**Short problem:** Your task is to transcribe the records exactly, skipping every image.

**Entries provided:**
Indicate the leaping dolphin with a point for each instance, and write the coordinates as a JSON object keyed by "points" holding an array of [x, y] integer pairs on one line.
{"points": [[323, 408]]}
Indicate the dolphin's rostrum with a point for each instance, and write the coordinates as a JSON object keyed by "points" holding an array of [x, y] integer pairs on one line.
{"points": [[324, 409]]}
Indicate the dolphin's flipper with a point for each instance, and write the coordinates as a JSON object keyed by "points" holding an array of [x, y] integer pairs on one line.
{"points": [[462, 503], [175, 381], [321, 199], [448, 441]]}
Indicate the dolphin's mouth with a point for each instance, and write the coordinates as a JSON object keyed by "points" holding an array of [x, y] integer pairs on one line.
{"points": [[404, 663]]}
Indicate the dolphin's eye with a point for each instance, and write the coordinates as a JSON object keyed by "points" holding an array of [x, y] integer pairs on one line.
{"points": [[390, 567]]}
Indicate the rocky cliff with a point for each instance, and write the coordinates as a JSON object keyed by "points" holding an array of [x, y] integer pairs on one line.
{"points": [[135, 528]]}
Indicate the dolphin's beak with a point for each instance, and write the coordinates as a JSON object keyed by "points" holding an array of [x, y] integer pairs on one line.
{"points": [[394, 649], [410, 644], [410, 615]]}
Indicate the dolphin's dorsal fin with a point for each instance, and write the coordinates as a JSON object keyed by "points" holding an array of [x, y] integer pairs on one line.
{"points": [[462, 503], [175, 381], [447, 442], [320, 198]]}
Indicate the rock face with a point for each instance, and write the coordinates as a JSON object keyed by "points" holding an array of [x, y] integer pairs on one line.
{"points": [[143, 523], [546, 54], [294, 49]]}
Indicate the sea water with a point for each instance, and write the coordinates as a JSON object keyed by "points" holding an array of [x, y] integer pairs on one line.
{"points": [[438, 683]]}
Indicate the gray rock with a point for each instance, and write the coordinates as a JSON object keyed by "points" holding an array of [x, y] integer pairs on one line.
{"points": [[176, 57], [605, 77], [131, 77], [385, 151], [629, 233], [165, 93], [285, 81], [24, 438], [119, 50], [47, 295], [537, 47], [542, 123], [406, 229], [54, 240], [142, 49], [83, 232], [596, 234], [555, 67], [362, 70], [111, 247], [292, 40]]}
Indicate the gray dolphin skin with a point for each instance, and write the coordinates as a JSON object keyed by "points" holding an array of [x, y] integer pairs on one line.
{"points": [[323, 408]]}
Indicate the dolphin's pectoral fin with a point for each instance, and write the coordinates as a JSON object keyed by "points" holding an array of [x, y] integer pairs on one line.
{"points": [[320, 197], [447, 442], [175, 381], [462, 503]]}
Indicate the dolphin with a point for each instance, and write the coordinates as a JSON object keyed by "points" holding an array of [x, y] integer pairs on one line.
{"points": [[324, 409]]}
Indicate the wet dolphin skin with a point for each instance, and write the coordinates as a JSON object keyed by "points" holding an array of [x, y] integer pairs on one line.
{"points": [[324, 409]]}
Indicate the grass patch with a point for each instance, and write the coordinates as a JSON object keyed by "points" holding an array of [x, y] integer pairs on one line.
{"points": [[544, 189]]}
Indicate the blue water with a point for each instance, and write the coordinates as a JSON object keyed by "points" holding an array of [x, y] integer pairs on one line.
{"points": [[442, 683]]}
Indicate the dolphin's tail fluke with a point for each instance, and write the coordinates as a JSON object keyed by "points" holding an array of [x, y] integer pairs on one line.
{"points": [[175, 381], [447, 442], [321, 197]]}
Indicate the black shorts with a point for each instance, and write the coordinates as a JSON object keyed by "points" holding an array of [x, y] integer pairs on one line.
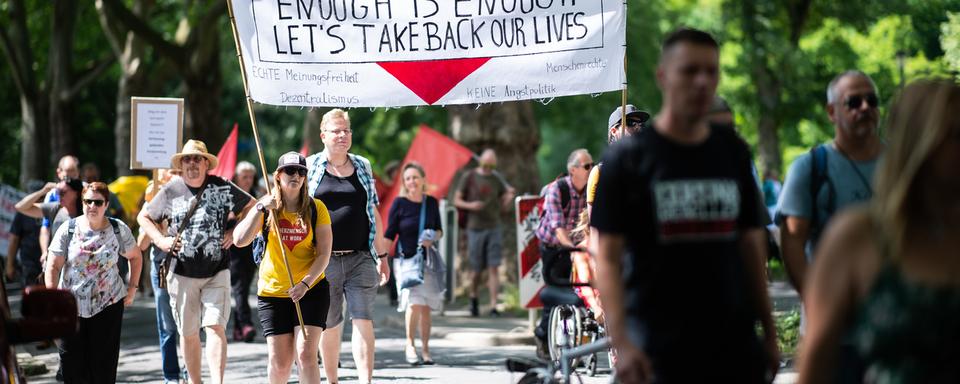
{"points": [[278, 315]]}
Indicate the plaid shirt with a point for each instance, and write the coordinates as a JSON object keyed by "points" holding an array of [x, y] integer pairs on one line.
{"points": [[555, 216], [317, 167]]}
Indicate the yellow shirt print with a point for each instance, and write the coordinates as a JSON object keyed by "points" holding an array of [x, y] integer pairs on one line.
{"points": [[301, 253]]}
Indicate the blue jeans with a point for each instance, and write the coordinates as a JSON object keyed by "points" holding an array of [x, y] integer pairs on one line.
{"points": [[167, 328]]}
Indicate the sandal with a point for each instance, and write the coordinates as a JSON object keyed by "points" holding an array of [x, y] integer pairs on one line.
{"points": [[411, 355]]}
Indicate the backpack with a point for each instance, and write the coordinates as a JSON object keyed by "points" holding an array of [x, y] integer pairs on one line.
{"points": [[819, 177], [260, 242]]}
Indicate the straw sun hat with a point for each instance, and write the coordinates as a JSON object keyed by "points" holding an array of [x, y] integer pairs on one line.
{"points": [[194, 147]]}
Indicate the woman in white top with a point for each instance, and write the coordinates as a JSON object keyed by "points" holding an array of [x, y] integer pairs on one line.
{"points": [[83, 259]]}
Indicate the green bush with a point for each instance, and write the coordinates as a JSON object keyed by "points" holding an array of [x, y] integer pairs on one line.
{"points": [[788, 332]]}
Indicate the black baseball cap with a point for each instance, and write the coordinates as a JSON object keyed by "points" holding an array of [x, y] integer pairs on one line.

**Solution for this task:**
Indicate the leaping dolphin with a point for each instance, and write the coordinates as a JSON object keyed by "points" holding an array of [x, y] integer pairs on one line.
{"points": [[323, 408]]}
Indicate the dolphin's rostrum with a point for each instance, and write the coordinates as a JSON object keyed by "points" holding an array of [x, y] integer pairs on one line.
{"points": [[324, 409]]}
Indicate the dolphin's flipper with a point for each instance, and write the coordinates as a JSON object keyed by "points" holding an array of [x, y] integer pairs on one line.
{"points": [[462, 503], [175, 381], [321, 199], [448, 441]]}
Indicate the dolphin's mouth with a point for each instance, and write the coordinates as a JSON object keyed by "points" holding an array of [x, y] integer pairs on one line.
{"points": [[404, 663]]}
Indicate the dolphin's eye with a point for each instance, and write the coordinates as a JSON object keyed by "points" holding an array of [x, y] integer pairs on one line.
{"points": [[390, 567]]}
Indicate the rocky cliff with a point for each instance, and write the coordinates as a JSON object keyed by "points" holding an array of [x, y] integer pairs on one line.
{"points": [[135, 528]]}
Indicate the dolphin's beak with a point for each instance, and write the coordinates as a JSON object keyed by "points" holding an array of [x, y] integer pairs on one line.
{"points": [[394, 649], [410, 644], [410, 615]]}
Indicate the dolphin's dorsal fin with a point for each instance, and write the coordinates as a JSON object keyed by "points" holding an array of [x, y] integer pairs on one line.
{"points": [[462, 503], [175, 381], [447, 442], [320, 198]]}
Indicate the rock face with a point for each instance, and write the coordinates as a JSON object keyed by "points" holding an array of [x, y] integer pairs on one line.
{"points": [[143, 523], [546, 54], [294, 49]]}
Indicate the sea water with a point for each instance, and write the coordinates as a JSON object keyed by "points" holding an array of [x, y] integer pairs on one line.
{"points": [[438, 683]]}
Indicate the gray rock with a point for each instance, and write the coordinates as a JSON object keyed by "points" holding an array of [x, y] integer pairs on one line.
{"points": [[176, 57], [605, 77], [131, 77], [385, 151], [629, 233], [165, 93], [285, 81], [24, 438], [119, 50], [47, 295], [537, 47], [542, 123], [406, 229], [54, 240], [142, 49], [83, 232], [596, 234], [555, 67], [362, 70], [111, 247], [292, 40]]}
Indicate the gray dolphin skin with a point for each instance, and write the coordinates as a JSON object keyed by "points" holding an array of [x, y] integer pairs on one line.
{"points": [[323, 408]]}
Indicate the dolphin's pectoral fin with a point for each instance, and write the coordinates as a JSON object keyed by "points" holding an array of [x, y] integer pairs on one line.
{"points": [[320, 197], [447, 442], [175, 381], [462, 503]]}
Indicate the dolphin with a point for each instance, and write the coordinates as a JSON object keyed by "points" holding an array of [x, y] integer pairs on one line.
{"points": [[324, 409]]}
Indicate the wet dolphin skin with a point for each instance, and write the coordinates as a JSON object keyed by "points" holding an array of [x, y] integer pairs on one line.
{"points": [[324, 409]]}
Indicate the grass patch with a point for each instance, and write the coordinates as a JSON object keyed by "points" holding an array of [x, y] integer pairs on one line.
{"points": [[544, 189]]}
Indicate the blue water with a point for each instance, and write the coordinates as a JSON object keyed by "points" holding an array of [x, y] integer pairs on one line.
{"points": [[442, 683]]}
Indicate the dolphin's tail fluke with a point for each instance, and write the coordinates as a JSON object keyed by "points" holding an array of [x, y] integer pairs on one line.
{"points": [[175, 381], [447, 442], [321, 197]]}
Indicate the black shorts with a point for each instance, and write the coordinates as a JSON object keyed by "points" holding an array of [x, y] integer pairs on one line.
{"points": [[278, 315]]}
Indicate the plaid shirt with a point for each instance, and write the coordinates as a JSON object keyed by "points" holding an array of [x, y] integer pairs on one line.
{"points": [[555, 216], [317, 167]]}
Indicate the yellow shirt print with a point for each instance, and write the coordinates as a JSON object keyed by "points" holding an array of [x, y] integer pairs on one line.
{"points": [[301, 253]]}
Indicate the blue jeans with a point for each instance, and write the coordinates as a JSON object keyed by "points" holding an array of [x, y] integer pairs on one line.
{"points": [[167, 328]]}
Indicate the sandal with a point for each instance, and write the coordinates as a JSON object keyed by "points" holding an array of [x, y] integer pairs on one line.
{"points": [[411, 355]]}
Indicate the backpack with a point for each instance, and write the coordinates as a JSON object keyed by "points" holding an array of [x, y] integer pairs on one line.
{"points": [[819, 177], [260, 242]]}
Indicate the straw sun hat with a point for each instance, and write the coordinates as a JSON object keyed by "points" holding an array of [x, y] integer pairs on one line.
{"points": [[194, 147]]}
Indicate the woman in white top with a point for each instance, and write the coordinates as a JSON object keyed by "points" holding an array of [x, y] integer pairs on one line.
{"points": [[83, 259]]}
Indicate the green bush with a point for each instance, and write the coordinates as a JSON object keyed by "points" holding an array of [x, y] integer pairs on one line.
{"points": [[788, 332]]}
Indicate the black baseball cap with a point for each instance, and write the coordinates as a JSON object keyed by "points" holding an array of [x, y] integer pairs on one line.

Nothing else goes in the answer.